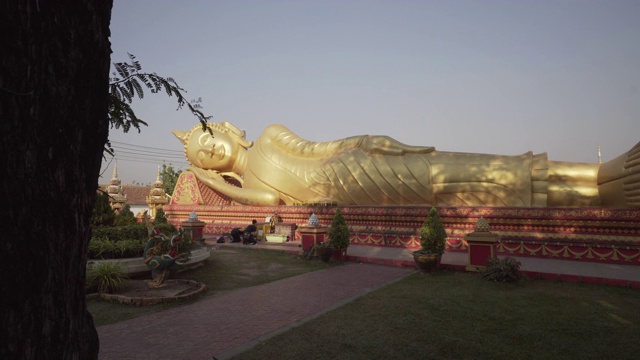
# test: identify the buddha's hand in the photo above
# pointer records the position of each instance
(388, 146)
(206, 175)
(632, 176)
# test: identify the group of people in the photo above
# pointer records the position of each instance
(246, 235)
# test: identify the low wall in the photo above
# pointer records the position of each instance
(579, 234)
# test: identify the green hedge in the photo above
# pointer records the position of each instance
(122, 241)
(130, 232)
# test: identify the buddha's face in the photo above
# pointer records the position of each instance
(217, 152)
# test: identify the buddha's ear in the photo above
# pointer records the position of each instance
(182, 135)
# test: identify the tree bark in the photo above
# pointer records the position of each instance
(53, 112)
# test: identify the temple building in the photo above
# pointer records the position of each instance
(139, 198)
(157, 196)
(117, 198)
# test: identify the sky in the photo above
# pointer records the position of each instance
(495, 77)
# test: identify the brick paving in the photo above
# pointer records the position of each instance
(222, 326)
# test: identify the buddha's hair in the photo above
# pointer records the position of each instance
(225, 128)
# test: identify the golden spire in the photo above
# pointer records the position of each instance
(599, 155)
(115, 170)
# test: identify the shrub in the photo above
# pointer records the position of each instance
(339, 232)
(503, 270)
(106, 277)
(160, 218)
(432, 234)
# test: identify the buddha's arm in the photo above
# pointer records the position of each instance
(619, 180)
(374, 144)
(241, 195)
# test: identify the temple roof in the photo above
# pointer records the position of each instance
(136, 195)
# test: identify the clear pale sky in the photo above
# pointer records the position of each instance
(497, 77)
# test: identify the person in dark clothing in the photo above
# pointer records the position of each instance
(235, 234)
(249, 234)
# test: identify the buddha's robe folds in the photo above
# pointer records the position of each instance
(351, 172)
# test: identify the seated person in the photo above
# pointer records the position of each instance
(235, 234)
(249, 234)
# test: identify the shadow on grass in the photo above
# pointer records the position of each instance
(461, 316)
(227, 269)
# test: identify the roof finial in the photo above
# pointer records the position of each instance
(599, 156)
(115, 170)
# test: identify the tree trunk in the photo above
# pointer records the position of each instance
(53, 112)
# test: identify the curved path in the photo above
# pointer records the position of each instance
(222, 326)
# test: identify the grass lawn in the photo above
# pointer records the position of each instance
(460, 316)
(228, 268)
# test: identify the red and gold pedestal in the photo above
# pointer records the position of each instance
(311, 235)
(482, 248)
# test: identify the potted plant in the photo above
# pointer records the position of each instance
(339, 235)
(432, 242)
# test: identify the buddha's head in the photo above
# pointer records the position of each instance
(213, 152)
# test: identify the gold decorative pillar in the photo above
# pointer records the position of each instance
(117, 198)
(157, 197)
(482, 245)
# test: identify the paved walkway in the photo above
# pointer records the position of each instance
(226, 325)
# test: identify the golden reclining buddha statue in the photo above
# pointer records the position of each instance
(283, 169)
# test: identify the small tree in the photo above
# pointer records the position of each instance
(339, 232)
(126, 217)
(103, 214)
(432, 234)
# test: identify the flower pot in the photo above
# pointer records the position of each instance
(325, 253)
(427, 262)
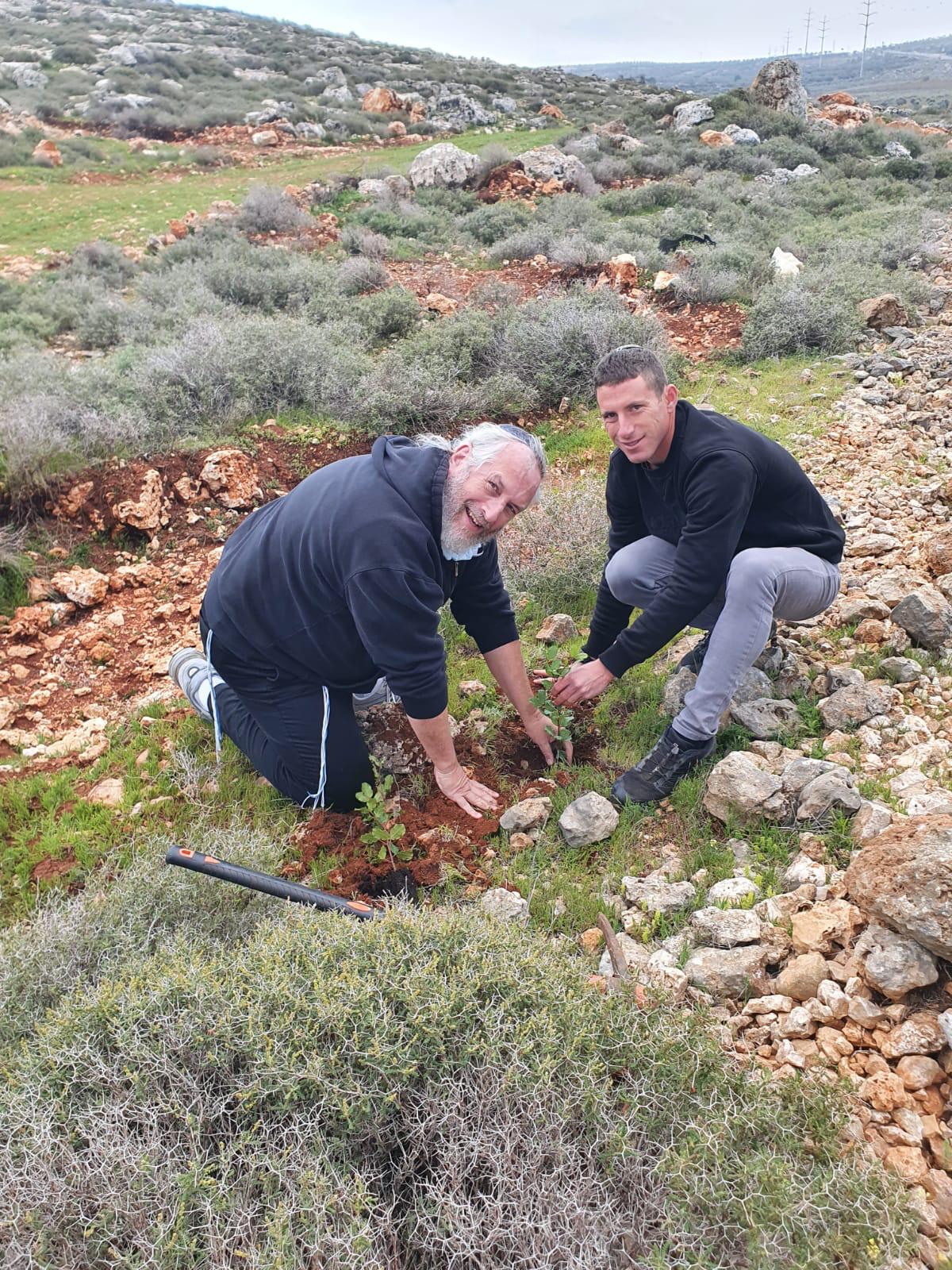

.....

**WORK REQUEST:** Filter the listing by the string "temple"; copy each matching line.

**TASK RESPONSE:**
# test: identify the temple building in the photo above
# test: identify the temple roof in the photo above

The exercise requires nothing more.